* _Given text_
▶
1641 Isaac Joques and Charles Raymbault, Jesuit missionaries, reached the rapids at the foot of Lake Superior, which they named the Sault de Sainte Marie.
1654 Medard Chouart, the Sieur des Groseilliers and Pierre Esprit Radisson explored the shore of Lake Superior.
1600s In the late 1600s, highly lucrative trading of beaver pelts spreads into the Great Lakes region.  Sault Ste. Marie and Mackinac Island become strategic French fur trading posts.
1660 Father Rene Menard, a Jesuit priest, is sent from Quebec to establish the first mission among the Huron Indians.  He spends the winter near the present town of L'Anse.  
1667 Peace treaty agreed upon by the French and Iroquois Indians permitted the French to travel the lower lakes.
1668 Father Jacques Marquette and Claude Dablon founded first permanent settlement in Michigan at Sault Ste. Marie. 
1669 Adrien Jolliet with an Indian Guide traveled through Lakes Huron, St. Clair, Erie, and Ontario on a trip to Quebec and becames the first European known to have visited the southern Lower Peninsula.
1671 Francois Daumont, Sieur de St. Jusson, representative of Louis XIV, claimed the whole interior of the continent for the French as a result of the organization of the Hudson Bay Co. by the British in 1670.

St. Ignace is founded when Father Marquette builds mission chapel

First of the military outposts, Fort de Buade, later known as Fort Michilimackinac, is established at St. Ignace.

1673 June 17 - Jesuit missionary Jacques Marquette, fur trader Louis Jolliet and five voyageurs leave the recently established Indian mission at St. Ignace to explore a great river known by the Indians as the "Messissipi."  However, they travel only as far as the Arkansas River.
1675 May 18. Father Marquette dies at site of present-day Ludington
1679 LaSalle builds Fort Miami on site of present-day St. Joseph
1680 LaSalle marches across Lower Peninsula, reaching Detroit River in 10 days; first white man known to have penetrated this territory
1683 Fort de Baude was built at St. Ignace.
1686-1697 Daniel Greysolon built Fort St. Joseph at present-day Port Huron
1689 War breaks out between the British and French, the first of a series which lasts until 1815.
1694 Cadillac serves as a commandant at Fort de Baude, later known as Michilimackinac.
1701 July 24 - Antoine de la Mothe Cadillac, a 43-year-old French army officer, selects a site at le détroit (the straits)—the waterway between Lakes St. Clair and Erie—and establishes a French settlement.

Cadillac moves garrison at Fort Michilimackinac to Fort Pontchartrain [Detroit]

1712 British-inspired Indian raids begin.

April 24. Fort Pontchartrain [Detroit] is besieged by more than 1,000 Fox and Sauk Indians; defenders number 30

May 13. Detroit is relieved by arrival of Vincennes with reinforcements; friendly Huron and Ottawa, aid townspeople. Sauk and Fox are forced upriver, where 5-day battle ends in surrender of invaders.

1715 Spring. French re-establish a fort on the south shore at the Straits of Mackinac and named it Fort Michilimackinac.  The fort was essential to French security and to keep the western Indians loyal.
1730 October 18. Cadillac dies in France.
◀
* _Dataset excerpt_
▶
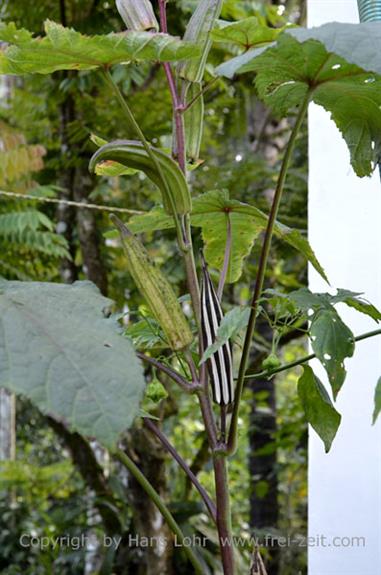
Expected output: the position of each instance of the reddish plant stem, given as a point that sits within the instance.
◀
* _What to produce_
How would the timeline of early Michigan history above continue after its last entry, on 1730? Write its next few entries.

* _Output for this exercise_
1754 Outbreak of French and Indian War; Michigan is drawn into war, although removed from chief fighting zone
1756 France and England formally declare war
1760 September 8. French surrender to British at Montreal

November 29. France surrenders Detroit to British

1763 May 7. During the Indian wars in the area, Pontiac, Ottawa chief, and his followers enter fort at Detroit in abortive effort to capture it from British by surprise attack.  Pontiac lays siege to Detroit for 135-days. The natives capture all the forts in Michigan, except Detroit.

June 2. Massacre occurs at Fort Michilimackinac, part of Pontiac's uprising

1765 August 17. Pontiac signs treaty with British at Detroit
1771 Alexander Henry heads first mining expedition in region of Porcupine Mountains
1779 The (Northwest) Ordinance of 1787 defines the procedure for obtaining statehood in the Northwest Territory, of which Michigan is a part.

British abandon Fort Michilimackinac on the mainland and begin building a new fort on Mackinac Island to defend against the Americans. Fur trading continues to thrive in the region.

Nearly 3,000 living in Detroit area

1781 Spanish flag raised over Fort St. Joseph for short time.
1783 September 3. Treaty of Paris -- created at the termination of the Revolutionary War.  British forces are required to withdraw from all US lands. (British remain in territory to become Michigan, however, for 13 years.)

Land taken from the French in 1763 is given to the United States.

1787 Ordinance of 1787 established Northwest Territory, of which Michigan is part, and defines the procedure for obtaining statehood.
1791 Michigan is incorporated into Upper Canada under the provisions of the constitutional act by British Parliament.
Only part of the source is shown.